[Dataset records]
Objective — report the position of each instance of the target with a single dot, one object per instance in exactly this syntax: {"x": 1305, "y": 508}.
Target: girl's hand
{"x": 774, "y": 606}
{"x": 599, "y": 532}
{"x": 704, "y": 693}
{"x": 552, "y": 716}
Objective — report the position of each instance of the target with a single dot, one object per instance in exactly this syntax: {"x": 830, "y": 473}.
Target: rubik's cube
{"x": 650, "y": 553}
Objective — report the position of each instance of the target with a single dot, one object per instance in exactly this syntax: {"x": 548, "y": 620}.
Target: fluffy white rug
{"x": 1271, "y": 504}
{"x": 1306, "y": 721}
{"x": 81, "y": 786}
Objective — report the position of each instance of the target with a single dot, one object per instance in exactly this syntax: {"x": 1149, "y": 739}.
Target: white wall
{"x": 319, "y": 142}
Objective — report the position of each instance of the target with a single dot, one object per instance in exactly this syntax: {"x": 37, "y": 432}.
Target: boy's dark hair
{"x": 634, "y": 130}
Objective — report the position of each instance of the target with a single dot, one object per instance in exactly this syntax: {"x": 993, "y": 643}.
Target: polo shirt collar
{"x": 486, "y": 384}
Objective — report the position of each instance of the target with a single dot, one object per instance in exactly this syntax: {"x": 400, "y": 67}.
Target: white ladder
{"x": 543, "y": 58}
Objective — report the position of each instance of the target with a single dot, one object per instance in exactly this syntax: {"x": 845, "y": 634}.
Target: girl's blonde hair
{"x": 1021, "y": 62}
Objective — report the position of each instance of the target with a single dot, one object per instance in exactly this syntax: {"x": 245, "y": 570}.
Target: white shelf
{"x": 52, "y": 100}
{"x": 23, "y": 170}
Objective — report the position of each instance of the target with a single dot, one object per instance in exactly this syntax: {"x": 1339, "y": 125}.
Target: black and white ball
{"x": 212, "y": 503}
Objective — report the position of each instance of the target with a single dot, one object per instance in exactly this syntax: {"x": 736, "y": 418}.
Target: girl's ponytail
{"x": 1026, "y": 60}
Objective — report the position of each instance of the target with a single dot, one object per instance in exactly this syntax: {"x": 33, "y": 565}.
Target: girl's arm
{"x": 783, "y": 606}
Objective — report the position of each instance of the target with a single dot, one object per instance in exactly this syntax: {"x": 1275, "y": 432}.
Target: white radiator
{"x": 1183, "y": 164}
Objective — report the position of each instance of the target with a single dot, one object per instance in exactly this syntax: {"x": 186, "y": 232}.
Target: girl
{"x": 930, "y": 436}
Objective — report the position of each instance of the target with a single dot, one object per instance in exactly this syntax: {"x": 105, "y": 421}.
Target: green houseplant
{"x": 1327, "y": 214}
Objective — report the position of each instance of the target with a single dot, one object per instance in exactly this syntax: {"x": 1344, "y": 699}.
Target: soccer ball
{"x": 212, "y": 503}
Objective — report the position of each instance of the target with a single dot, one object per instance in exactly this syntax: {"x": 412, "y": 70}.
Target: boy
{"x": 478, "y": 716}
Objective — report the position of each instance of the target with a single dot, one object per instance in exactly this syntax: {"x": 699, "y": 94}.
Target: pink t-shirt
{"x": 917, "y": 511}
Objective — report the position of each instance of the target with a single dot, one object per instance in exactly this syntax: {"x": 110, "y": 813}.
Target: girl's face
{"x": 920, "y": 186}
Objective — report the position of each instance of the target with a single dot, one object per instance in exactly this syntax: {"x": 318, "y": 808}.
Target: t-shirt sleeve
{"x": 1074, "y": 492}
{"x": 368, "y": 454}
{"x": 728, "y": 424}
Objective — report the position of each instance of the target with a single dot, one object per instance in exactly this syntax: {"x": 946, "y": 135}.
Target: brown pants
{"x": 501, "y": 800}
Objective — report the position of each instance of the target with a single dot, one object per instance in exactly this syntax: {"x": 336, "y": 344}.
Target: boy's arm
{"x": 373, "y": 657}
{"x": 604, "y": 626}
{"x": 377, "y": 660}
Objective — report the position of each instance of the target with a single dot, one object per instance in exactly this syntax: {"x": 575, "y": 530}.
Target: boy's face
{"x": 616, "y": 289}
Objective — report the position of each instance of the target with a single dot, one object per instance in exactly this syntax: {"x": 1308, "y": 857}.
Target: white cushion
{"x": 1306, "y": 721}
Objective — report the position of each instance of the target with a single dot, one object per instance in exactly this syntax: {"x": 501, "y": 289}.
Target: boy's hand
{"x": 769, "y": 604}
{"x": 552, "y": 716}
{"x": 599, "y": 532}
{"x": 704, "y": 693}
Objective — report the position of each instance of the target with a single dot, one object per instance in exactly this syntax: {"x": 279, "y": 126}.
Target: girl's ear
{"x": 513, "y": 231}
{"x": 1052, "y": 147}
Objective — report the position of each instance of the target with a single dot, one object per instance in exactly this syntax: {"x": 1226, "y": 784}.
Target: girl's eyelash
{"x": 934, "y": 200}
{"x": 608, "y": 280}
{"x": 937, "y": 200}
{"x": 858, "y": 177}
* * *
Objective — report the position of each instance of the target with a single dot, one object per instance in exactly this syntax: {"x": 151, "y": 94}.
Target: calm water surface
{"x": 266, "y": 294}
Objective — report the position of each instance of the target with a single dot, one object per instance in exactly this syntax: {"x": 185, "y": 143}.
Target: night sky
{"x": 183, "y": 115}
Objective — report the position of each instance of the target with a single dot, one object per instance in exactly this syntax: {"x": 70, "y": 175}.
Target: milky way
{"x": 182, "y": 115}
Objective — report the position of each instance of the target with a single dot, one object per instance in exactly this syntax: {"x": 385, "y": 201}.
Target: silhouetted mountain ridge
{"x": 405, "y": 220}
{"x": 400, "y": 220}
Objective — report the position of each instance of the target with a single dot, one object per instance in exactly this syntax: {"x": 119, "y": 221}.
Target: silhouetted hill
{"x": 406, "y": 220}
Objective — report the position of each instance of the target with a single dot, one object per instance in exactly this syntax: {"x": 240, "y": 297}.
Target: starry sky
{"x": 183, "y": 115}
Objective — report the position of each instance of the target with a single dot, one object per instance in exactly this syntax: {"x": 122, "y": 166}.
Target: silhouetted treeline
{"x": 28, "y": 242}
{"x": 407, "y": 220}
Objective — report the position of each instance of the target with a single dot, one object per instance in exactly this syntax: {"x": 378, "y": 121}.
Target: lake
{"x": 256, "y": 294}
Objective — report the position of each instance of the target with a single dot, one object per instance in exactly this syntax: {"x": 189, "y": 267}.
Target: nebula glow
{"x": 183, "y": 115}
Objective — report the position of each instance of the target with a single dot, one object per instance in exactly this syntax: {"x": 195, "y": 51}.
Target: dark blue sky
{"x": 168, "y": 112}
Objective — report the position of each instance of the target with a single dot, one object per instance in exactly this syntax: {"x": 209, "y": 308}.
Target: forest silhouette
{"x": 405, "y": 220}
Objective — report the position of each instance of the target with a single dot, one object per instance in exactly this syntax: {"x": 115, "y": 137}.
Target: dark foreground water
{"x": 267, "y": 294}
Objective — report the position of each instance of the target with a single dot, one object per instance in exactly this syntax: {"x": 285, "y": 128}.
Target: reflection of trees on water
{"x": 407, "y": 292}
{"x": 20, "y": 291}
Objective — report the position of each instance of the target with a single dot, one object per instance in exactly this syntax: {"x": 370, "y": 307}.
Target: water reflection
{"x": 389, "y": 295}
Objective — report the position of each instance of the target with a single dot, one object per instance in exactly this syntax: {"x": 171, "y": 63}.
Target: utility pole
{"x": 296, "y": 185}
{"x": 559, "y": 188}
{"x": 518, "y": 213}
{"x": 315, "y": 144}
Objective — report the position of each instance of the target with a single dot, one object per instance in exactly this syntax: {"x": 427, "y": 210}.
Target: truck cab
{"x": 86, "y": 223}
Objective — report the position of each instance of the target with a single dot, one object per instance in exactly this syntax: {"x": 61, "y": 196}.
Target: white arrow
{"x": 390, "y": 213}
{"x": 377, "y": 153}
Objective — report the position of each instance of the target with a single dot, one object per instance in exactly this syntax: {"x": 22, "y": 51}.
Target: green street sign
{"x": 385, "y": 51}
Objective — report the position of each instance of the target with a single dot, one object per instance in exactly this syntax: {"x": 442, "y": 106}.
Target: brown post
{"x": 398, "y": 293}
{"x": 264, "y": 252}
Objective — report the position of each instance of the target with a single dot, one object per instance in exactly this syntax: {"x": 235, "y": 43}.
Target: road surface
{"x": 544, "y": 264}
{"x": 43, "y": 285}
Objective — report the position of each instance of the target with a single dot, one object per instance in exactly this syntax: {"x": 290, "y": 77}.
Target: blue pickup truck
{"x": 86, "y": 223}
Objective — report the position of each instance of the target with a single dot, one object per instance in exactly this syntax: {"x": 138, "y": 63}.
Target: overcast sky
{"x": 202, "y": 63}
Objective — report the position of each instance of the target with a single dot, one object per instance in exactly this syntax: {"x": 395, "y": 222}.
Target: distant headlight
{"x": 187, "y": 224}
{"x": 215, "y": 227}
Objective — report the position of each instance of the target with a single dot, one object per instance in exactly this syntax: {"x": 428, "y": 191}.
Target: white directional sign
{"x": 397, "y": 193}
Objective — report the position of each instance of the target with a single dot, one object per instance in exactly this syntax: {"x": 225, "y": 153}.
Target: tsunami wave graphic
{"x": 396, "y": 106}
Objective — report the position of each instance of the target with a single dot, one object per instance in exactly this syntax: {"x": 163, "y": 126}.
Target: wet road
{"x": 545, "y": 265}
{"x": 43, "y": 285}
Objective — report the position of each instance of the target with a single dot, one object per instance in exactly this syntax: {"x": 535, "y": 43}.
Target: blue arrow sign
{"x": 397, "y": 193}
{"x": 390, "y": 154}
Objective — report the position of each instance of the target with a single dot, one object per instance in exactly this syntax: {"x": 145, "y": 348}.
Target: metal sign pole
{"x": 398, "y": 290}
...
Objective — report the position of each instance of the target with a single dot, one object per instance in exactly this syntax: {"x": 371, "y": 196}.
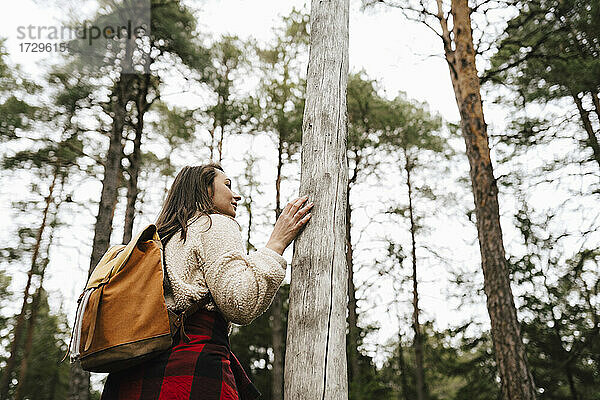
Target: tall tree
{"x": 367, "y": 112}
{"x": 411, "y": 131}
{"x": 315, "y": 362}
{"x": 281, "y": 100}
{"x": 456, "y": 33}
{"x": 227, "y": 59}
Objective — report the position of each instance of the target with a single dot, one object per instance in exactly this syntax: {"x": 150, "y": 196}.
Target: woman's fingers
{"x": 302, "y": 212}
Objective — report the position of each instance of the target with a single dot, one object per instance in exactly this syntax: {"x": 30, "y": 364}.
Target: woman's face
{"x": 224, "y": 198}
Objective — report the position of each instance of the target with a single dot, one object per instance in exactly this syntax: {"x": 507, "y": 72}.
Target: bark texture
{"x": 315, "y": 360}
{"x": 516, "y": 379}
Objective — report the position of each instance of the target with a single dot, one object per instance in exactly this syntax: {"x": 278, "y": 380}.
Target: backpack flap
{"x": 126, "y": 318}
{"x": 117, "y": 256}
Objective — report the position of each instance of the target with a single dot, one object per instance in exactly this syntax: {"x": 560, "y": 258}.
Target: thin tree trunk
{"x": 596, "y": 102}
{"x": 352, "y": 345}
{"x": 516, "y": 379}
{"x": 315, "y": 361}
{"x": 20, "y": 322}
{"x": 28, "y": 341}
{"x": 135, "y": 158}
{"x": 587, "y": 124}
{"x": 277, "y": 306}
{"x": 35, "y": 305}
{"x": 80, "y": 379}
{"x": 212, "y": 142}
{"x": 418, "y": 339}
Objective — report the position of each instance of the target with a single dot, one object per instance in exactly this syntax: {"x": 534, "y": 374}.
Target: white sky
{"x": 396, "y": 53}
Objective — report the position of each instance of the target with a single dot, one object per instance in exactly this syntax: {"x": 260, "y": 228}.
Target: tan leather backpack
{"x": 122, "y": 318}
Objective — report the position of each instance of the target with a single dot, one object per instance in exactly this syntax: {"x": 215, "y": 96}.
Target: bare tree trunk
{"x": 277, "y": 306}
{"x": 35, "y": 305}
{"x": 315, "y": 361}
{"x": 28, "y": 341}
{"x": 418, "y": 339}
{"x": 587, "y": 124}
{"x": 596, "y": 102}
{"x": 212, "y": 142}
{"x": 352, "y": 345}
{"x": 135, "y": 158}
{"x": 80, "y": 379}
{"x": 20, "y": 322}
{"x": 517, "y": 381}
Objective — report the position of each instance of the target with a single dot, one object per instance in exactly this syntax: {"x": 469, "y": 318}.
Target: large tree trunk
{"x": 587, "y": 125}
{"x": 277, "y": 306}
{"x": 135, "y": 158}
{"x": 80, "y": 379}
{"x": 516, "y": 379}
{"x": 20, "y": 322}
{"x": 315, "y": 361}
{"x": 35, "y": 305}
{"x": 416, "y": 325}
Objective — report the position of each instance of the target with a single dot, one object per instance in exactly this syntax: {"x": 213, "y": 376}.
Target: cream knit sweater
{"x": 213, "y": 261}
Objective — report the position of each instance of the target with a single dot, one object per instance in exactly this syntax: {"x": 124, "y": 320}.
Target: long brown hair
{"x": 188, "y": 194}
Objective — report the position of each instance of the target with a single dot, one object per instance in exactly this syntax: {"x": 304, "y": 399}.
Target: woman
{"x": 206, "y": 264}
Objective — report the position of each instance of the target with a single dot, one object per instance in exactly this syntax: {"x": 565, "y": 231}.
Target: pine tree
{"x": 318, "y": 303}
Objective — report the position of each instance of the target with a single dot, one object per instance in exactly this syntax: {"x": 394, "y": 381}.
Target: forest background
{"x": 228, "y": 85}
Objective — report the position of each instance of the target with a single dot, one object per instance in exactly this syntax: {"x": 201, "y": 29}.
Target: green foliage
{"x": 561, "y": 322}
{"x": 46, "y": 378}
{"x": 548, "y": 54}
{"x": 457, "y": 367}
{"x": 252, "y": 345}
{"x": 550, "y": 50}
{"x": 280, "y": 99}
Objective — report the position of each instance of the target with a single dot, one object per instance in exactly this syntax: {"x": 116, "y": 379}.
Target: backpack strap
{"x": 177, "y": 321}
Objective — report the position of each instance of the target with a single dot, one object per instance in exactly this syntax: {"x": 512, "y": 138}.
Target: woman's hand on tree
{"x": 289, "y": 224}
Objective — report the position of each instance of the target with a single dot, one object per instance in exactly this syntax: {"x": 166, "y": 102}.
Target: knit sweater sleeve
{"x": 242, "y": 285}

**WORK TO COMPLETE**. Pick out each line of the material above that contains the word "white", and copy those lines.

**WRITTEN ANSWER**.
Target: fluffy white rug
Target: white wall
Target: white ladder
Target: white shelf
Target: black and white ball
Target: white radiator
Target: white cushion
Target: white arrow
Target: white directional sign
Target: white sky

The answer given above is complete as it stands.